(Records from a dataset)
******

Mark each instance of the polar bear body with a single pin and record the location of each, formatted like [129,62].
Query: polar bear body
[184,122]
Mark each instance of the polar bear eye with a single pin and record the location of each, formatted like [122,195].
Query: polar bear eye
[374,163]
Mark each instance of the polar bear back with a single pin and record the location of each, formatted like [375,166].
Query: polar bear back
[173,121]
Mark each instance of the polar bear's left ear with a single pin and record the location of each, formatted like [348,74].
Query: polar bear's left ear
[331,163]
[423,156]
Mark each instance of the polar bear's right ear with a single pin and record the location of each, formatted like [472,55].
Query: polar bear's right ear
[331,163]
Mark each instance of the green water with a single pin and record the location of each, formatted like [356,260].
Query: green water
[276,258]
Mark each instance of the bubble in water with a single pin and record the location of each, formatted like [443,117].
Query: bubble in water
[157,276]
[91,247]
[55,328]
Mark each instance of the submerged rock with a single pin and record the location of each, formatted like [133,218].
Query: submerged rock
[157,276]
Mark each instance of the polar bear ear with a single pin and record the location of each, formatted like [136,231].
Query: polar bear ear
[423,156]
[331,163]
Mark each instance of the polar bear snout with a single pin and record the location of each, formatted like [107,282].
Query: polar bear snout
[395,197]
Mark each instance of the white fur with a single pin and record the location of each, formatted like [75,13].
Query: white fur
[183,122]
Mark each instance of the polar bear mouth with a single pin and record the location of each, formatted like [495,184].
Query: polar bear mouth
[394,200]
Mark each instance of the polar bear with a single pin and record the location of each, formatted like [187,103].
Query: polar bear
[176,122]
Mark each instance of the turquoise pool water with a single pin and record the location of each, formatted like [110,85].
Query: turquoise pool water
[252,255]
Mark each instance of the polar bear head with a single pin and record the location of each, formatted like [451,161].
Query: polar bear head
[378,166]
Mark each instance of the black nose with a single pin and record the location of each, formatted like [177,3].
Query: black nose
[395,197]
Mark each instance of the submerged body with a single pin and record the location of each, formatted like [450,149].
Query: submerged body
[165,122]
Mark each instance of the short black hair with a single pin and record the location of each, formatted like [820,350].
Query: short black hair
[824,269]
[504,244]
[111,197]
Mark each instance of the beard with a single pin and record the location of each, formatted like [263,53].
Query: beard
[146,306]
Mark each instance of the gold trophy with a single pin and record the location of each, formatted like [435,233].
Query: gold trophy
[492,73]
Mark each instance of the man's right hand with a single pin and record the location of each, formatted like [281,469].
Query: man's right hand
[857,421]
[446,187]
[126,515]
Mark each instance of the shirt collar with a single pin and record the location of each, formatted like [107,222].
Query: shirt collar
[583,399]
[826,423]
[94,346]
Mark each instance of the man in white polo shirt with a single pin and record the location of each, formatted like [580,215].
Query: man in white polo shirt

******

- **WHAT IS NEEDED**: Reproduce the listing above, replacing "single pin" with "single dot" everywhere it appears and leaving all other text unchanged.

- **RESULT FOR THIS EXERCISE**:
Mark each instance of the polar bear body with a single dot and record the location of each, formatted like [129,62].
Query: polar bear body
[184,122]
Mark each instance of the polar bear eye with a single dot and record the location of each, formatted like [122,195].
Query: polar bear eye
[374,163]
Mark each instance of the polar bear back with a single dot and record the location of each, formatted like [375,166].
Query: polar bear back
[173,121]
Mark each instance of the polar bear's left ear with a single dot and record the location of each, formatted like [348,74].
Query: polar bear's left ear
[331,163]
[423,156]
Mark each instance of the polar bear's right ear with a single dot and record the location of each, formatted like [472,55].
Query: polar bear's right ear
[331,163]
Mark each instance of the green water with a single dot and record the location of each, formatted like [356,260].
Query: green water
[276,258]
Mark each instance of the bubble in water with a single dot and record the location of each, formatted like [443,117].
Query: bubble in water
[157,276]
[91,247]
[55,328]
Mark each instance of the submerged rock with a single dot and record the location of each, formatted like [133,218].
Query: submerged rock
[157,276]
Mark each instance of the polar bear ear with a single dot and record the location of each, formatted like [136,231].
Query: polar bear ear
[423,156]
[331,163]
Mark each instance of the polar bear snout with a single dot and record the location of each, formatted like [107,282].
Query: polar bear snout
[395,197]
Mark each instance of the white fur with a single dot and record the location of each, formatted like [75,13].
Query: white fur
[183,122]
Mark each instance of the polar bear mouth with a single dot and record the location of each, formatted like [495,184].
Query: polar bear mouth
[394,200]
Mark each instance of the polar bear with a single dot and record the location of each, formatted like [187,103].
Query: polar bear
[176,122]
Mark each instance of the turquoise pool water with a single dot and record the location of each, formatted like [110,85].
Query: turquoise pool water
[252,255]
Mark each instance of the polar bear head with a single dot and record the location of each, formatted like [451,161].
Query: polar bear head
[378,166]
Mark each instance of the black nose with a single dot and record the location of each, formatted like [177,3].
Query: black nose
[395,197]
Mark each instance of the submerged body with a single dot and record the location of each, formatted like [450,149].
Query: submerged body
[165,122]
Mark each instance of the short black hair with a single dot and record the location of each, formatted like [820,350].
Query: short black hair
[824,269]
[504,244]
[111,197]
Mark each instance of the beard with a single dot and record the location of each, formatted like [263,53].
Query: beard
[146,306]
Mark each instance of the gold trophy with a single dot and record the location of each, formatted like [435,233].
Query: gold trophy
[492,73]
Mark each instance of the man's right hand with a single dot and record the location of each, formatted like [281,469].
Query: man's right hand
[857,421]
[446,187]
[126,515]
Mark each instance of the shirt collar with a single dot and record the location of each, formatted like [107,222].
Query: shirt collar
[583,399]
[826,423]
[94,346]
Mark each instance of the man in white polo shirt with a single dot and record the location of each, formatted like [580,215].
Query: man in white polo shirt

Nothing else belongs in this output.